→ **WHAT YOU WILL DO**
Copy out every line of the items below word for word, leaving out the pictures.

→ **Region labeling records**
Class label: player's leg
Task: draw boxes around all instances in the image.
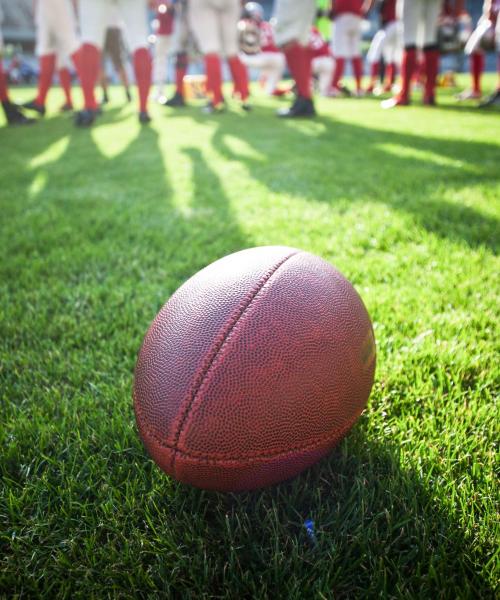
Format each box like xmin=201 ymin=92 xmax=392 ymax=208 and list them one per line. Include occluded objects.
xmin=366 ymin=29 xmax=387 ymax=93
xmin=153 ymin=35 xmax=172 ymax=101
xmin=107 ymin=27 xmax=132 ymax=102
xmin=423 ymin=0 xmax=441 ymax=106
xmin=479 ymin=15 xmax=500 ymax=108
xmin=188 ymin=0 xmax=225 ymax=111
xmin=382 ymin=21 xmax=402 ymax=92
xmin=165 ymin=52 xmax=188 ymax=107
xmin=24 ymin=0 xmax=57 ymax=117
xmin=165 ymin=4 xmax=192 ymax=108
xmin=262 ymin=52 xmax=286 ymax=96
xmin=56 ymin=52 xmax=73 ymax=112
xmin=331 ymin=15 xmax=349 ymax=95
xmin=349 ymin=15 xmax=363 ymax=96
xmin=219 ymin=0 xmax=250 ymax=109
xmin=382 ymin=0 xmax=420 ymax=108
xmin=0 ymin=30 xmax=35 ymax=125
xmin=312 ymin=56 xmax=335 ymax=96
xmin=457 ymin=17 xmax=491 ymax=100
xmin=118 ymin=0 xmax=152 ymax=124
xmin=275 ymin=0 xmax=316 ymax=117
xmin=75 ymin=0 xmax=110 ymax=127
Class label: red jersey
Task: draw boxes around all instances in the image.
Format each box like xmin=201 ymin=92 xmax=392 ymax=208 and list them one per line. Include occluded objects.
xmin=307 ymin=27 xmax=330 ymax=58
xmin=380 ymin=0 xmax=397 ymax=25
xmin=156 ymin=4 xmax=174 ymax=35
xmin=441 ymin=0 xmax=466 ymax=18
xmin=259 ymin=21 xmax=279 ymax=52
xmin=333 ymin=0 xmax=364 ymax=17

→ **ANSWER BELOW**
Class label: player's leg
Task: draw boxes around all instances in the image.
Format each box like xmin=201 ymin=92 xmax=392 ymax=208 and list them one per line. Include occluded objects.
xmin=366 ymin=29 xmax=387 ymax=93
xmin=153 ymin=35 xmax=172 ymax=101
xmin=107 ymin=27 xmax=132 ymax=102
xmin=423 ymin=0 xmax=441 ymax=106
xmin=479 ymin=15 xmax=500 ymax=108
xmin=188 ymin=0 xmax=225 ymax=111
xmin=382 ymin=21 xmax=402 ymax=92
xmin=165 ymin=52 xmax=188 ymax=107
xmin=24 ymin=0 xmax=57 ymax=117
xmin=165 ymin=4 xmax=192 ymax=108
xmin=262 ymin=52 xmax=286 ymax=96
xmin=56 ymin=52 xmax=73 ymax=112
xmin=331 ymin=15 xmax=349 ymax=95
xmin=349 ymin=15 xmax=363 ymax=96
xmin=219 ymin=0 xmax=250 ymax=109
xmin=382 ymin=0 xmax=420 ymax=108
xmin=0 ymin=30 xmax=35 ymax=125
xmin=312 ymin=56 xmax=335 ymax=96
xmin=457 ymin=17 xmax=491 ymax=100
xmin=118 ymin=0 xmax=152 ymax=124
xmin=275 ymin=0 xmax=316 ymax=117
xmin=75 ymin=0 xmax=110 ymax=127
Class label: red jersey
Task: draw boxes around all instances in the image.
Format each box like xmin=201 ymin=92 xmax=392 ymax=208 and list them one per line. Include occluded objects.
xmin=307 ymin=27 xmax=330 ymax=58
xmin=380 ymin=0 xmax=397 ymax=25
xmin=156 ymin=4 xmax=174 ymax=35
xmin=441 ymin=0 xmax=466 ymax=18
xmin=259 ymin=21 xmax=279 ymax=52
xmin=333 ymin=0 xmax=364 ymax=17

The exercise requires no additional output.